▸ AIM 1
Decide whether each statement agrees with the passage on correlation and causation, answering yes or no and quoting the words of the passage that settle it. (a) In the chocolate example, stress is offered as a possible cause of both eating chocolate and acne. (b) The Finnish researchers found that speakers of their Nordic neighbors' language were up to 50 percent less likely to fall ill. (c) The passage holds that something about the Swedish language can make a person healthier.
▸ AIM 2
Extend the passage on correlation and causation, picking up after its last sentence.

▸ PAGE EXCERPT
This problem is commonly known as the difference between correlation and causation. Just because two events correlate (are close in time or space) does not mean that one has caused the other. The Latin term for such an error is called "non causa pro causa," which means "non-cause for the cause." It is important to try and break ourselves of this habit and become more critical of our natural inclinations in such cases.

There are a number of different ways in which correlation and causation can become confused. One is called the "Neglect of Common Cause." Also sometimes called "Joint Effect," this occurs when someone assumes that one event caused another when, in fact, they are both really effects of some third event. This third event is the "common cause" of the other two. For example:

1. Every time I eat chocolate, it gives me acne.

The speaker above observes a strong correlation between eating chocolate and suffering from acne, drawing the conclusion that the former causes the latter. What is ignored, however, is the possibility that both are caused by something else - perhaps this person suffers from anxiety and stress. The stress causes him to eat chocolate, but at the same time causes acne to break out. This will lead to the two occurring very close in time, even though one isn't actually causing the other.

Many times a fallacy like the one in the statement above occurs in assertions based upon statistical evidence, for example:

2. Recent studies have proven that watching too much violence on television leads to people being violent in real life.

Although it may indeed be true that viewing acts of violence can make a person more susceptible to committing violence, the above statement ignores crucial factors which might have a causal influence on both. For example, both increasing violence on television and increasing violence in society might be caused by changing economic circumstances or something else entirely. Thus, the above cannot be regarded as a sound position until other such possible common causes have been ruled out first (which, incidentally, may have indeed been done as part of the study, but this would have to be made explicit for the statement to be valid).

Here is another, more amusing instance where such an error can be made:

3. Researchers at the Aabo Akademi found that Finns who speak the language of their Nordic neighbors were up to 25 percent less likely to fall ill than those who do not.

Should we conclude from this that learning how to speak Swedish will help improve our health? Or perhaps that it is only Finns who can receive health benefits from speaking Norwegian? Nonsense - there is nothing about the Swedish language which can make a person healthier. What we need to look for are common causes of both being multilingual and of having better health - at least in Finland.

The neglect of Common Cause can be found in many political debates as well:

4. Most drug use occurs among the poor - this is because poverty causes people to engage in risky behavior, like abusing narcotics.

Now, perhaps the above position is true or at least has a grain of truth in it, but it fails to address the possibility that a third factor is responsible for both of those listed. One might be able to effectively argue that racial discrimination makes a person feel hopeless - this, in turn, may not only increase the chances of that person being poor, but might also incline them to seek escape in drugs.

(Pointing and labeling entries)
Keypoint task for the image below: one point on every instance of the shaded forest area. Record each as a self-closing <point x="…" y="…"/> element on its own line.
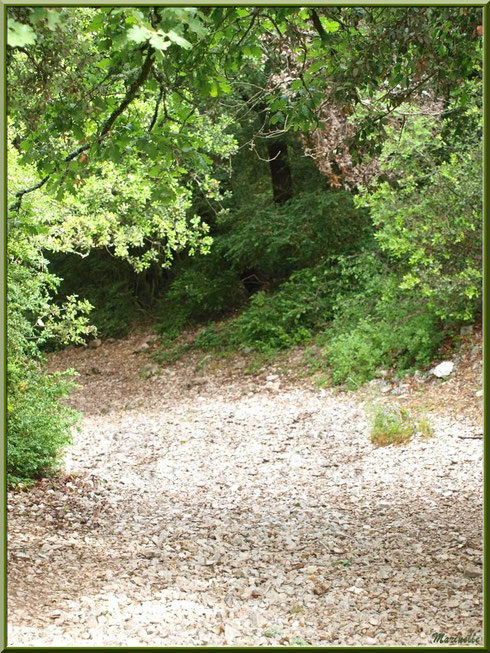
<point x="256" y="178"/>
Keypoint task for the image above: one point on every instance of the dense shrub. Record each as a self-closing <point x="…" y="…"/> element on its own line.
<point x="430" y="221"/>
<point x="202" y="289"/>
<point x="277" y="239"/>
<point x="377" y="324"/>
<point x="39" y="424"/>
<point x="109" y="284"/>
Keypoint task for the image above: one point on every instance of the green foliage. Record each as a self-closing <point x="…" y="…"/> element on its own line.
<point x="38" y="423"/>
<point x="202" y="289"/>
<point x="110" y="285"/>
<point x="377" y="325"/>
<point x="391" y="425"/>
<point x="430" y="223"/>
<point x="276" y="239"/>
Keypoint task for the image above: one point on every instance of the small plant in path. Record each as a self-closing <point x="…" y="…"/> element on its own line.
<point x="391" y="425"/>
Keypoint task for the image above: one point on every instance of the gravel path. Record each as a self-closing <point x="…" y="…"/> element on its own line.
<point x="239" y="512"/>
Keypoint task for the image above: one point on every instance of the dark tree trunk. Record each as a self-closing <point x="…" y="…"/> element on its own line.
<point x="282" y="183"/>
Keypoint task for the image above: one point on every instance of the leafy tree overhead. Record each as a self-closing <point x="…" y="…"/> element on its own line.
<point x="331" y="154"/>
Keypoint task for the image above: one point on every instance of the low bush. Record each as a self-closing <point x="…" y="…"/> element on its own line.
<point x="38" y="423"/>
<point x="391" y="425"/>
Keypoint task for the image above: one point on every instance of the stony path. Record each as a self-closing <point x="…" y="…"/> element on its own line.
<point x="228" y="514"/>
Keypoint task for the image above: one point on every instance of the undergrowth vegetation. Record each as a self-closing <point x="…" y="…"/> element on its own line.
<point x="316" y="183"/>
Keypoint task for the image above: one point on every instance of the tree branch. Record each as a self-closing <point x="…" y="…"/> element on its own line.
<point x="106" y="127"/>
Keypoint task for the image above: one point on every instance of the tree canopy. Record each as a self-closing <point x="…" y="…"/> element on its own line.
<point x="315" y="167"/>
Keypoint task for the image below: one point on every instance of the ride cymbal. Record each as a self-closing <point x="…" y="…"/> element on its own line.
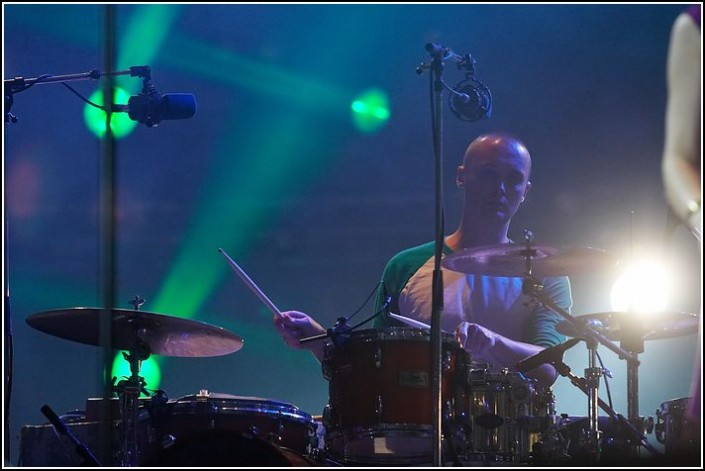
<point x="164" y="335"/>
<point x="515" y="259"/>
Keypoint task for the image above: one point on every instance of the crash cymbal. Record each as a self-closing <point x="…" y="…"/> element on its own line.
<point x="165" y="335"/>
<point x="511" y="260"/>
<point x="661" y="325"/>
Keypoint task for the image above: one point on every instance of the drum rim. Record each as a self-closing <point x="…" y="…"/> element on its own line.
<point x="188" y="405"/>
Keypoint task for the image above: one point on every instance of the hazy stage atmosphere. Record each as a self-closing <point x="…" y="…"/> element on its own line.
<point x="310" y="162"/>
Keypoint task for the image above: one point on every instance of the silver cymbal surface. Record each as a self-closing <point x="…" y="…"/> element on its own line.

▸ EXPECTED ANSWER 1
(a) Yes: "The stress causes him to eat chocolate, but at the same time causes acne to break out."
(b) No: "up to 25 percent less likely to fall ill than those who do not."
(c) No: "there is nothing about the Swedish language which can make a person healthier."

▸ EXPECTED ANSWER 2
This fallacy has also found a home in quite a few religious debates:

5. Morality in this nation has worsened at the same time that adherence to traditional Christian beliefs has declined. Obviously, the latter has caused the former, so encouraging Christianity will ensure a return to traditional moral standards.

In the above example, it is assumed that the correlation between dropping standards of morality and weakening adherence to traditional Christianity means that the latter is the cause of the former. This position ignores, however, the possibility of some third event being the cause for both. Thus, for example, it may be that growing diversity in society has weakened the bonds of all traditional institutions - including both religion and moral standards. Simplistic explanations like the above make it easy to propose simplistic solutions, but they cannot be accepted until alternatives like possible common causes have been addressed.

Science, Correlation, and Causation

At this point, one might wonder what the difference is between the fallacy of correlation vs. causation and the normal process of science. After all, isn't much of science a matter of correlating various observations and constructing theories about why they occur? There is some justice in asking this question - but nevertheless, there are important differences. Let's consider this example:

6. When the sun is visible, we have daylight. When the sun is gone, we don't have daylight. Therefore, the sun is responsible for daylight.

Isn't this an example of confusing correlation and causation? Why can't we say:

7. Daylight is caused by the luminescent radiance of Apollo. It just seems like daylight is caused by the sun because Apollo habitually travels alongside it. But Apollo is the real cause of light.

Well, we certainly could say that - but what's the difference between examples #6 and #7? What can make #6 justified rather than a fallacy? There are a couple of key characteristics - the first and perhaps the most important of which is that of testable predictions.

A theory is scientific if we can use it to make testable predictions about other observations we might be able to make. Are there testable predictions we can derive from example #6? Yes: when a place my hand between my eyes and the sun, the light is blocked; when clouds move between the sun and an object, it is shrouded in darkness; and when the moon moves between our planet and the sun, there is a cone of darkness on the planet.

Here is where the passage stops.